• Work required
Answer these from the Krugman trade model notebook below:
(a) What value is assigned to the home population in the parameter settings?
(b) Which numbered equation from Krugman's paper does the main function implement?
(c) In whose slides did the author find a balance of payments equation to compare against?

Simulate Krugman 1980 AER

In this notebook I simulate the model from Paul Krugman’s “Scale Economies, Product Differentiation, and the Pattern of Trade,” AER, 1980.

Main parameters:

\(\theta\): from \(U=\sum_i c_i^{\theta}\), where \(0<\theta<1\)

\(L,L^*\): population of “home” and “foreign” (*) regions

\(\alpha,\beta\): fixed and marginal cost parameters from \(l_i=\alpha+\beta*x_i\)

\(g\): transportation cost, if \(1\) unit is shipped only \(g\) arrives in the other country

Wages and prices are not uniquely defined in autarky and in the case of trade only the ratio \(\omega=w/w^*\) is defined. Therefore I normalize the wage of the home country to \(w=1\), which will imply the price will be \(p=w*\beta/\theta=\beta/\theta\) in equilibrium.

Lastly, in all equilibria the number of firms and output of each good is simply a function of the exogenous parameters:

\(x=\frac{\alpha\theta}{\beta(1-\theta)}\), \(n=\frac{L(1-\theta)}{\alpha}\) and \(n^*=\frac{L^*(1-\theta)}{\alpha}\)

#Main parameters:
theta=0.75
l.home=900
l.foreign=100
alpha=0.75
beta=0.5
g.transport=0.15
w.home=1
w.foreign=1
#Derived variables
p.home=w.home*(beta/theta)
p.foreign=w.foreign*(beta/theta)
x=(alpha*theta)/(beta*(1-theta))
n.home=l.home*(1-theta)/alpha
n.foreign=l.foreign*(1-theta)/alpha

Functions:

The main function is the balance of payments (equation 14), which Krugman uses to solve for \(\omega=w/w^*\)

\[B=\omega L L^*\left[\frac{\sigma^*}{\sigma^*L+L^*}-\frac{\sigma}{L+\sigma L^*}\right]\] The terms \(\sigma\) and \(\sigma^*\) are functions of \(\omega\) and \(g\). Specifically, \(\sigma=\omega^{\frac{1}{1-\theta}}g^{\frac{\theta}{1-\theta}}\) and \(\sigma^*=\omega^{\frac{-1}{1-\theta}}g^{\frac{\theta}{1-\theta}}\)

However, I find that this equation does NOT lead to balanced payments. I think that there is actually an error and the true equation should be: \[B=\omega L L^*\left[\frac{\sigma^*}{\omega\sigma^*L+L^*}-\frac{\sigma}{\omega L+\sigma L^*}\right]\] This equation also yields the same values as a balance of payments equation I found in slides by Alexander Tarasov: \[\omega=\frac{L^*+\omega^{\frac{\theta}{\theta-1}}g^{\frac{\theta}{\theta-1}}L}{L+\omega^{\frac{\theta}{1-\theta}}g^{\frac{\theta}{\theta-1}}L}\]

#Balance of Payments using equation 14 from Krugman 1980
BofP<-function(par,theta,l.home,l.foreign,g.transport) {
  sigma.home<-(par^(1/(1-theta)))*(g.transport^(theta/(1-theta))) #only defined within function BofT
  sigma.foreign<-(par^(-1/(1-theta)))*(g.transport^(theta/(1-theta)))

• Provided data
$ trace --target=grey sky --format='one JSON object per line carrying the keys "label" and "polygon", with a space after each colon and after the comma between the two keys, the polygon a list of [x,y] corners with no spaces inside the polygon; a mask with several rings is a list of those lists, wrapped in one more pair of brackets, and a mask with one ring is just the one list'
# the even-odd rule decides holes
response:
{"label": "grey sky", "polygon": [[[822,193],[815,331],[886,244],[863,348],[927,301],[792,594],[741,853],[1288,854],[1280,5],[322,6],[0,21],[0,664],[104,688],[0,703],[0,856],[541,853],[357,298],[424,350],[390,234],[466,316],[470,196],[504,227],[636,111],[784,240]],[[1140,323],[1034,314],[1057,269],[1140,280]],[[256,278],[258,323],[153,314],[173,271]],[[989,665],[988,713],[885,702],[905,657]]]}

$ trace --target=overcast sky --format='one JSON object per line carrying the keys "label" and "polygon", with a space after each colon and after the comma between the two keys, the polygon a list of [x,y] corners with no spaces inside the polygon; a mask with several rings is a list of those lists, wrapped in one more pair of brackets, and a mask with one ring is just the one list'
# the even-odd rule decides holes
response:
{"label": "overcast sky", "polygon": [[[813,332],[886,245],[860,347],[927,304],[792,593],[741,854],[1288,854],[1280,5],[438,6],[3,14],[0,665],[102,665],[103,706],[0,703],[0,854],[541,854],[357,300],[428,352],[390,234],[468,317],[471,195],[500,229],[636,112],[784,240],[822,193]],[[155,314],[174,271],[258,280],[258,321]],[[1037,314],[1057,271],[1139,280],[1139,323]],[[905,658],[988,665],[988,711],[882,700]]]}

• Written solution
(a) 900
(b) Equation 14
(c) Alexander Tarasov